▶ [TEXT EXCERPT]
+-------+

Let's Make a Dual
If fear of losing control of your company is the only thing stopping you from an IPO, then dual-class ownership probably sounds like a great deal. In this public company ownership structure-which has gained exposure since Google announced plans to use it in its public offering-founders receive "supershare" stocks that carry multiple votes, while the shares sold to the public carry one vote each. Typically, a dual-share system is structured so the founders retain a majority voting power, thereby retaining operational control and insulating the firm from takeover attempts.
But control bears a hefty price tag. "The market places a real discount on firms like this," says Andrew Metrick, associate professor of finance at the University of Pennsylvania's Wharton School. "To retain control, you could be looking at a 20 to 30 percent lower valuation."
Is it worth the sacrifice? "You have to ask yourself what control is worth to you in dollar terms," advises Metrick. He notes that investment bankers invariably discourage the structure unless, as in Google's case, company founders rate near-celebrity status. "It brings the value down, and it's one more thing for them to have to explain to the [investing public]."

+-------+

▶ [SUPPLIED MATERIAL]
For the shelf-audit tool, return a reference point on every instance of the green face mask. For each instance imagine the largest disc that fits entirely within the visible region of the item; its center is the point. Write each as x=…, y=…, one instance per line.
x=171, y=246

+-------+

▶ [DIRECTION A]
Transcribe the article on dual-class ownership from "Let's Make a" to "from takeover attempts.".
▶ [DIRECTION B]
In the article on dual-class ownership, how much lower a valuation does Andrew Metrick say a firm could face in order to retain control?
The data stands apart from the article on dual-class ownership.

▶ [FULL OUTPUT A]
Let's Make a Dual
If fear of losing control of your company is the only thing stopping you from an IPO, then dual-class ownership probably sounds like a great deal. In this public company ownership structure-which has gained exposure since Google announced plans to use it in its public offering-founders receive "supershare" stocks that carry multiple votes, while the shares sold to the public carry one vote each. Typically, a dual-share system is structured so the founders retain a majority voting power, thereby retaining operational control and insulating the firm from takeover attempts.

▶ [FULL OUTPUT B]
A 20 to 30 percent lower valuation.